Business Environment

Automotive companies considering potential sites for a new plant usually consider a number of issues related to the business environment, as well as business costs.

  • Exchange rate risk - The financial analysis has been prepared using an exchange rate of C$1.00 = US 67.75¢, based on exchange rates as of March 2003. Exhibit E illustrates the impact that appreciation of the Canadian dollar would have on the financial results for the model auto assembly operation in the Canadian cities examined in this study*.

    In absolute terms, either before or after allowing for incentives, a rise in the value of the Canadian dollar to 70 US cents would result in a decrease in ROI of approximately 2.5 percent, while an increase to 75 US cents would result in a decrease in ROI of 7.3 to 8.3 percent.

    In relative terms and before incentives, Waterloo's rank would not change at an exchange rate of 70 US cents, but at 75 US cents would change from second to fifth, behind all of the Southern US cities except Atlanta. After allowing for the impact of incentives, Waterloo manages to hold a constant ranking of sixth at all three exchange rates, ahead of Columbus and Saginaw.

    Before considering incentives, Montreal would rank in first position at an exchange rate of 70 US cents, but at 75 US cents would fall from first to second, behind Dothan. After allowing for the impact of incentives, an appreciation of the Canadian dollar to 75 US cents would see Montreal slip behind all four Southern US cities, to rank in fifth place among the eight cities examined.

* Recent trends and current forecasts for the Canadian dollar have been upwards. Chapter 7 presents recent trends in the value of the Canadian dollar, and also illustrates the potential benefits for the two Canadian cities if the Canadian dollar were to depreciate.

 

Exhibit E: Summary of potential exchange rate impacts on ROI
  Montreal Waterloo
Exchange Rate1 67.75¢ 70¢ 75¢ 67.75¢ 70¢ 75¢
Baseline (Pre-Incentives)
ROI 41.1%2 38.7% 33.7% 38.7%2 36.4% 31.4%
ROI Rank 12 1 2 22 2 5
Post-Incentives
ROI 49.6%3 47.0% 41.3% 38.8%3 36.5% 31.5%
ROI Rank 23 4 5 63 6 6

1: US centes per Canadian dollor. Study standard rate is 67.75 US cents.
2: As per the basekine (pre-incentives) financial analysis, Exhibit C.
3: As per the financial analysis incorporating incentives, Exhibit D.

 

  • Transportation infrastructure - All cities examined in the study have well-developed transportation infrastructure, with the exception of Dothan, AL, which is not located on an Interstate freeway or on a Class 1 rail main line.
  • Road congestion - Research indicates that Atlanta has the highest urban travel times, followed by Montreal and Waterloo. Travel times are shorter in all of the other US cities examined.

What needs to be done: In the business environment passage, which city is described as not being located on an Interstate freeway or on a Class 1 rail main line?

[Extracted data entries]
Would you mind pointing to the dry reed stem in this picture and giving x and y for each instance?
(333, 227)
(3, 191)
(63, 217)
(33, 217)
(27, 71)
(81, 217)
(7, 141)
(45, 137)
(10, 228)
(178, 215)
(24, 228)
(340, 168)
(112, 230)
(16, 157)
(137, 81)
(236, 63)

Finished exercise: Dothan, AL